Extracted data entries
============

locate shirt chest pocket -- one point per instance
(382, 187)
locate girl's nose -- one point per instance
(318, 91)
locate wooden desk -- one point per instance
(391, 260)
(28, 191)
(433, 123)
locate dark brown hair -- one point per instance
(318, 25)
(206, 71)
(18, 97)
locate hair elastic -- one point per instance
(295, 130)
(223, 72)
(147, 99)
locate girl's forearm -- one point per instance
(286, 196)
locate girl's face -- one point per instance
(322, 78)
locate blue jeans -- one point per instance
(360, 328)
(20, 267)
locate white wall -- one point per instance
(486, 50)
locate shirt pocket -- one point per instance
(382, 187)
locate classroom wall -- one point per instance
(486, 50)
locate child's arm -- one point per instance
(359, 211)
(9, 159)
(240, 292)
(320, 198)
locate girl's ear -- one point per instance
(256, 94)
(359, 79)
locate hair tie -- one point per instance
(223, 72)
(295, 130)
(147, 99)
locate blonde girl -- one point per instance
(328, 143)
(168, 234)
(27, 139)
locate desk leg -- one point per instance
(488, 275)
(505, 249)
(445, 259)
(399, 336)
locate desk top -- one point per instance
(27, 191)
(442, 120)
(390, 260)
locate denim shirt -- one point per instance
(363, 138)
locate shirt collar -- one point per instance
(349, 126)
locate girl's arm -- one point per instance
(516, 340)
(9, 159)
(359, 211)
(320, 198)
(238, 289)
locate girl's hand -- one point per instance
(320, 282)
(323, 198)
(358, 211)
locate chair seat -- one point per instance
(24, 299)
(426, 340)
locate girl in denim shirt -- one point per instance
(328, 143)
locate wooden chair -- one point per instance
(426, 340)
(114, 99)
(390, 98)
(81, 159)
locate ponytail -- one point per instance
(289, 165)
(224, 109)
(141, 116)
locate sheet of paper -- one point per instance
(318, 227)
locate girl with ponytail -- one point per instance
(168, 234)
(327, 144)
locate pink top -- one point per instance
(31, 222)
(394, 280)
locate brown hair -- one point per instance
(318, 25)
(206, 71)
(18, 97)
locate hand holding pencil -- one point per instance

============

=== WRITTEN INSTRUCTION ===
All of the data needs to be reproduced exactly, with no line missing.

=== WRITTEN REPLY ===
locate shirt chest pocket -- one point per instance
(382, 187)
locate girl's nose -- one point per instance
(318, 91)
locate wooden desk -- one point per instance
(391, 260)
(28, 191)
(433, 123)
locate dark brown hair -- one point per instance
(318, 25)
(206, 71)
(18, 97)
locate hair elastic -- one point per instance
(295, 130)
(223, 72)
(147, 99)
locate girl's forearm -- one point per instance
(286, 196)
locate girl's face -- one point per instance
(322, 78)
locate blue jeans -- one point per instance
(360, 328)
(20, 267)
locate white wall -- one point per instance
(486, 50)
locate shirt pocket -- one point per instance
(382, 187)
locate classroom wall -- one point per instance
(486, 50)
locate child's arm -- one point per instance
(359, 211)
(9, 159)
(240, 292)
(320, 198)
locate girl's ear -- one point per instance
(256, 94)
(359, 79)
locate hair tie -- one point per instance
(223, 72)
(295, 130)
(147, 99)
locate blonde girl -- one point per instance
(328, 143)
(168, 234)
(27, 139)
locate desk leg -- one point per instance
(488, 275)
(505, 249)
(445, 259)
(399, 336)
locate desk top -- one point per instance
(27, 191)
(442, 120)
(390, 260)
locate denim shirt -- one point per instance
(363, 138)
locate shirt collar -- one point per instance
(349, 126)
locate girl's arm -- one point per instance
(516, 340)
(9, 159)
(359, 211)
(320, 198)
(238, 289)
locate girl's hand -- one point per instance
(320, 282)
(323, 198)
(358, 211)
locate chair seat -- one point per instance
(24, 299)
(426, 340)
locate girl in denim shirt -- one point per instance
(328, 143)
locate wooden chair -- one point per instance
(426, 340)
(114, 99)
(390, 98)
(81, 159)
locate ponytail -- one point per instance
(289, 165)
(224, 109)
(141, 116)
locate sheet of paper -- one point per instance
(318, 227)
locate girl with ponytail -- one point per instance
(168, 234)
(327, 144)
locate pink top -- one point per instance
(31, 222)
(394, 280)
locate brown hair -- one point per instance
(318, 25)
(206, 71)
(18, 97)
locate hand holding pencil -- one point per instance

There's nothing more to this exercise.